Lilyan Tashman and Kay Francis impersonate lilies of Broadway’s fields in “Girls About Town,” the present attraction at the Paramount. This handsomely staged and ably directed production is one that affords no little laughter, but unfortunately it is burdened in the latter stages by highly improbable serious sequences.
“Girls About Town” has something akin to “The Greeks Had a Word for It,” for it is chiefly concerned with the crafty methods of attractive gold-diggers in obtaining gifts from susceptible provincial men of means. Like the play, it was written by Zoe Akins and George Cukor is responsible for the compelling direction. In some respects it is an excellent fashion show, for both Miss Tashman and Miss Francis avail themselves of every opportunity to appear arrayed in the glory of the latest creations, which include gowns, pajamas and bathing suits. And these actresses, representing the blonde and the brunette, look very attractive. The blonde, who is named Marie Bailey, sticks to her, last, but the brunette, Wanda Howard, being of the species that gentlemen marry, falls in love and becomes the wife of a young man who only has to worry about the income tax.
Eugene Pallette has the role of Benjamin Thomas of Lansing, Mich. Thomas has an emphatically parsimonious streak in his nature, but so long as he has money, Wanda and Marie feel sure of getting some of it from him. Thomas, a copper king, has a weakness for playing practical jokes, with the consequence that while Marie calls him Benjy to his face, he is an annoyance to her when she is talking about him to Wanda in the privacy of their boudoir.
Thomas has discovered a golf ball that dissolves in water. Aboard his yacht one bright morning he offers as much as $3,000 to the girl who will dive and bring up a golf ball he throws into the water. It chances that Marie has observed Thomas, watching one of the golf balls dissolve in a glass of water. She therefore gets a real golf ball, makes her dive and, to Thomas’s dismay, appears above the water with the little white sphere in her hand. The stingy Thomas is astonished and he spars for time before paying the $3,000.
Marie and Wanda are on call as chatty charmers who consent to dine or sup with millionaires who might otherwise be lonely. One, Jerry Chase, a business man, is in the habit of calling them up and rewarding them with $500 or $1,000. Thomas, being mean, actually believes that Marie likes him for his cheerful disposition, if not for his appearance. On hearing his wife speaking of him as a skinflint when in a jeweller’s store, Thomas buys gems worth more than $50,000, just to contradict his spouse, but he gives the bracelets, necklace and a watch to Marie, expecting to have them returned to him.
The adapter of this story, however, decided that both Marie and Wanda must do something tinged with nobility. What Marie does with the jewellery has a humorous turn, but Wanda’s conversation with her ex-husband over a matter of $10,000 has a ludicrous turn.
Mr. Pallette is capital. Joel McCrea does quite well as the young man to whom Wanda loses her heart and Allen Dinehart gives a good performance as Jerry Chase. Others who help this film are Robert McWade and George Barbier.
============================================================
Write out word for word the stretch of the "Girls About Town" review from "Marie and Wanda are" through "a ludicrous turn.".

> _Raw data_:
============================================================
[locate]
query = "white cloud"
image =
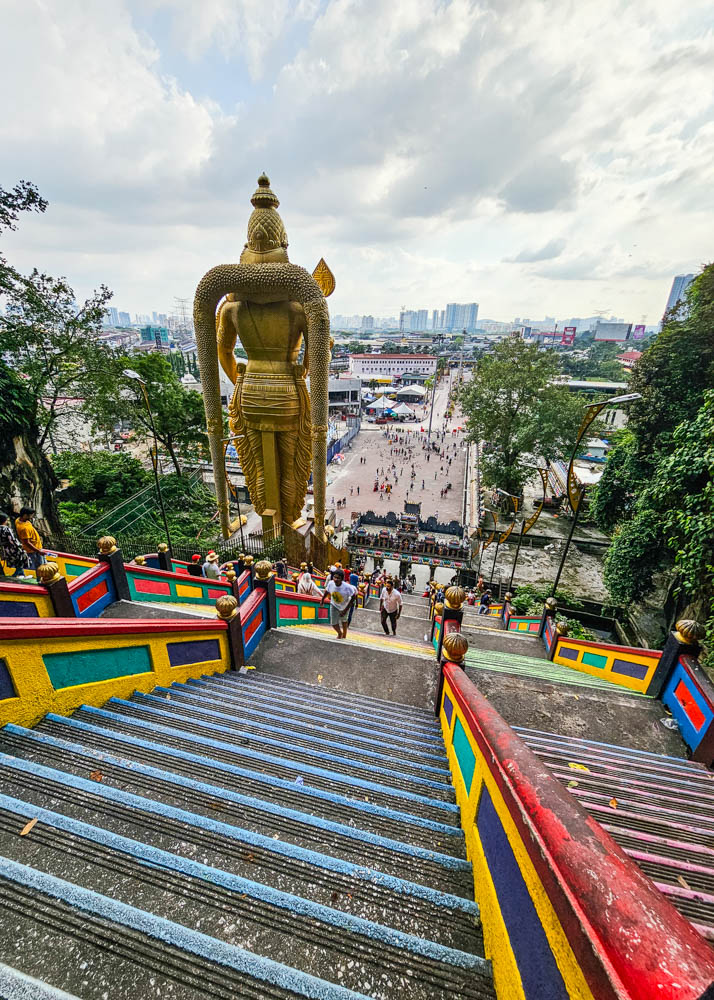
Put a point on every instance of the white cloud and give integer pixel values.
============================================================
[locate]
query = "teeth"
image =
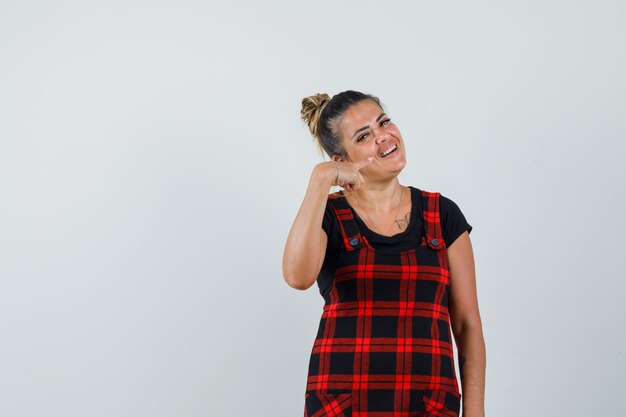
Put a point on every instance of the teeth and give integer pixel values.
============================================================
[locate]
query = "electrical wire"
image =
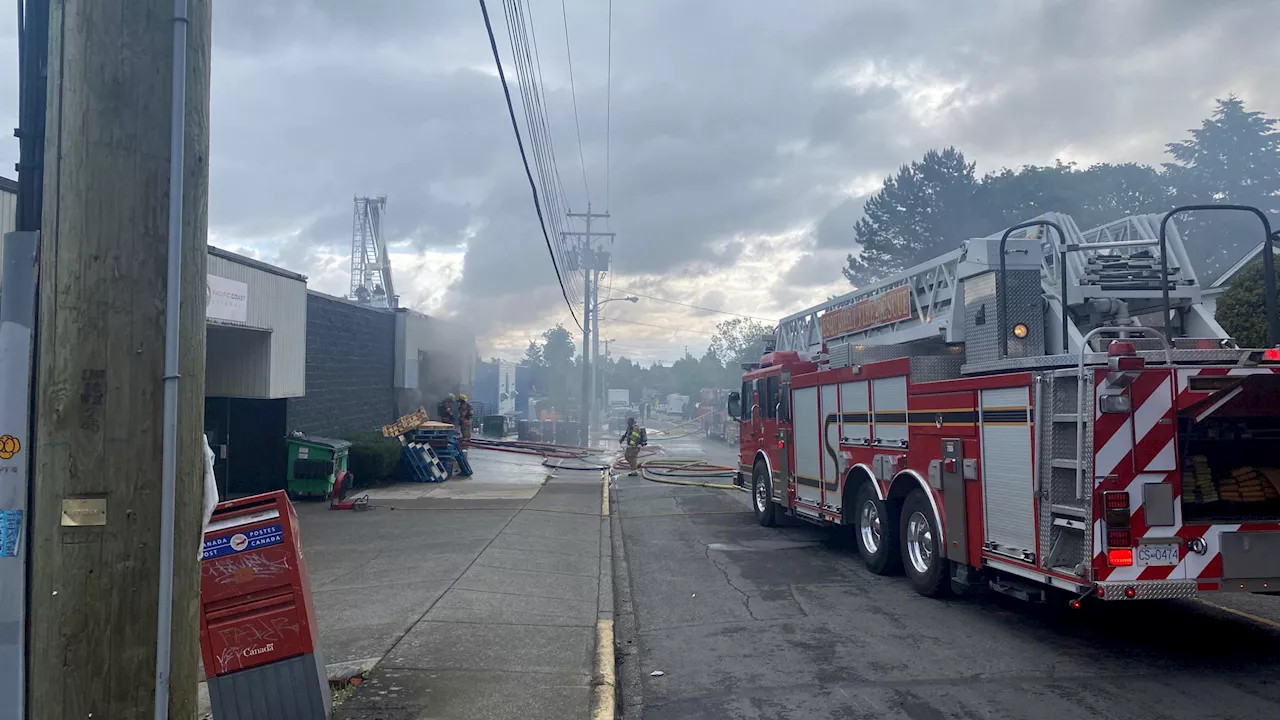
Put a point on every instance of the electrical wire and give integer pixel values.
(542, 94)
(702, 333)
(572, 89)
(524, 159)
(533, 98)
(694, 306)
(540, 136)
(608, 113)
============================================================
> _Exercise solution_:
Marie and Wanda are on call as chatty charmers who consent to dine or sup with millionaires who might otherwise be lonely. One, Jerry Chase, a business man, is in the habit of calling them up and rewarding them with $500 or $1,000. Thomas, being mean, actually believes that Marie likes him for his cheerful disposition, if not for his appearance. On hearing his wife speaking of him as a skinflint when in a jeweller’s store, Thomas buys gems worth more than $50,000, just to contradict his spouse, but he gives the bracelets, necklace and a watch to Marie, expecting to have them returned to him.
The adapter of this story, however, decided that both Marie and Wanda must do something tinged with nobility. What Marie does with the jewellery has a humorous turn, but Wanda’s conversation with her ex-husband over a matter of $10,000 has a ludicrous turn.